Could you give back every record below exactly, leaving out the pictures?
*** Block opens ***
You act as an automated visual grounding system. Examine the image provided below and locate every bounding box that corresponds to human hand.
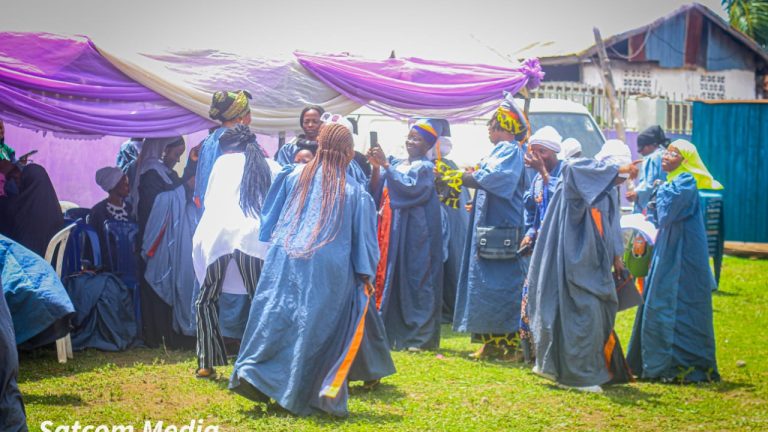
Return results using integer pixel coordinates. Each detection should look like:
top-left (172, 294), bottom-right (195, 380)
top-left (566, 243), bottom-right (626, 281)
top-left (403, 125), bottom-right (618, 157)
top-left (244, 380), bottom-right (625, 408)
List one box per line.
top-left (367, 146), bottom-right (388, 168)
top-left (519, 235), bottom-right (533, 250)
top-left (619, 160), bottom-right (642, 179)
top-left (625, 191), bottom-right (637, 202)
top-left (613, 256), bottom-right (626, 280)
top-left (524, 151), bottom-right (545, 175)
top-left (189, 144), bottom-right (202, 162)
*** Block closes ***
TASK OUTPUT:
You act as an automated visual grounding system. Examine the image provided below and locate every bounding box that corresponds to human hand.
Return results using integer pixel coordinates. Each detection should look like:
top-left (172, 294), bottom-right (195, 380)
top-left (566, 243), bottom-right (626, 281)
top-left (403, 125), bottom-right (618, 157)
top-left (244, 380), bottom-right (625, 408)
List one box per line.
top-left (367, 146), bottom-right (388, 168)
top-left (519, 235), bottom-right (533, 250)
top-left (619, 160), bottom-right (642, 179)
top-left (625, 191), bottom-right (637, 202)
top-left (613, 256), bottom-right (626, 280)
top-left (524, 151), bottom-right (545, 175)
top-left (189, 144), bottom-right (202, 162)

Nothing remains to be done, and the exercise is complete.